» Written tasks
- 1) Answer these questions about the post on happy adjuncts, one line each:
(a) What name does the writer give to the phenomenon that amazes them?
(b) How old was Mary Margaret Vojtko, according to the post?
(c) What reason did the colleague first give in response to the Vojtko case?
- 2) Continue the post on happy adjuncts from where it stops.

» Passage shown

## begin

“Happy Adjuncts”

Hello Again “Good “ Adjuncts:

In the midst of all that has been written about the Adjunct Condition, from the years of toil with no contract/full-time position in sight, to the terrible economic, physical, and emotional toll that the Adjunct Condition imposes, I’ve never ceased but to be amazed by an interesting phenomenon I can only refer to as the “Happy Adjunct.”

At a recent union meeting for both a union and a community college that will go nameless, I was speaking to another adjunct rep like myself.  This, by the way, is a rep who has in many instances worked very hard to help adjunct causes.  As it was just a few minutes before the meeting was to come together, I began to speak to the rep about the sad case of Mary Margaret Vojtko, who as readers of the blog and most adjunct activists well know, was the 83-year old Duquense University adjunct, who after decades of teaching was fired from the school, and shortly thereafter died sick and destitute, only to be buried in a cardboard coffin.

When I mentioned the incident, largely to express the horror and anger I felt over the situation, my colleague’s response was “well, but that was a private college” (As we both teach at a public institution with a union, the implication was a sort of, “what do you expect?”).   My colleague then went on to further, “…You know some people complain about what they’re paid, but I was able to get by, and now I have a house…”  At that point the meeting had started, and taken aback by the response, I think I mumbled something about social justice and that was it.

## end

» Information shown
## begin

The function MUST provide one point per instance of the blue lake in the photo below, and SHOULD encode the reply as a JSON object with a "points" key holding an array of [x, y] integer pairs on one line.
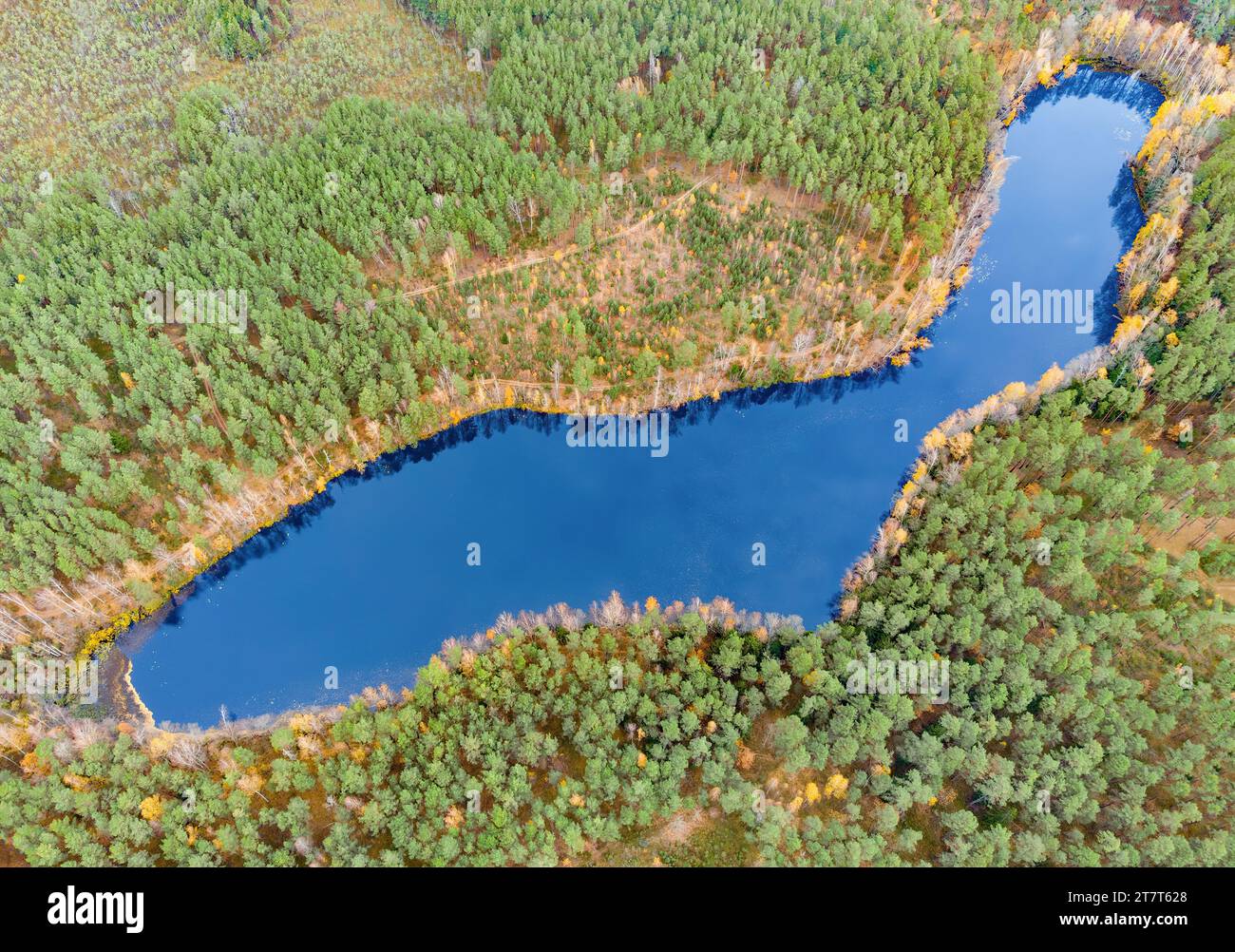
{"points": [[373, 574]]}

## end

» Solved tasks
- 1)
(a) The "Happy Adjunct."
(b) She was 83 years old.
(c) The colleague said that it was a private college.

- 2)
Inside, I was stunned, disappointed, but maybe not wholly surprised.

You see, too many times I’ve been confronted by what I call “happy adjunct” syndrome.  The “happy” adjunct, whether truly happy or not, is the one, who despite of the lack of job security, being clearly paid less for the equivalent work of his/her full-time counterpart, and having little or no health and welfare benefits, presents themselves as having nothing to complain about, and in fact, looks upon others who complain as more or less “whiners”.

For the record, I like being a teacher, and no, I don’t do this job to make money, and yes, with the high rate of unemployment, I am glad to be working.

But I’m not going to play “Shut up.  Be Happy.”

First of all, is it not too much to ask or think about how other adjuncts, whether in our respective institutions or not are our brothers and sisters, and that an injury to one is an injury to all?  Our own division and distractedness allows us to be given less rights than contracts when in many cases we represent the 75% of college faculty.  Do not think that administrators aren’t well aware of this.

Moreover, equal pay for equal work has been a longstanding rallying cry for social justice, particularly for women workers who are still paid less than a man for equal work.   To not ask the same for yourself when you would ask and expect it of others is a moral failing.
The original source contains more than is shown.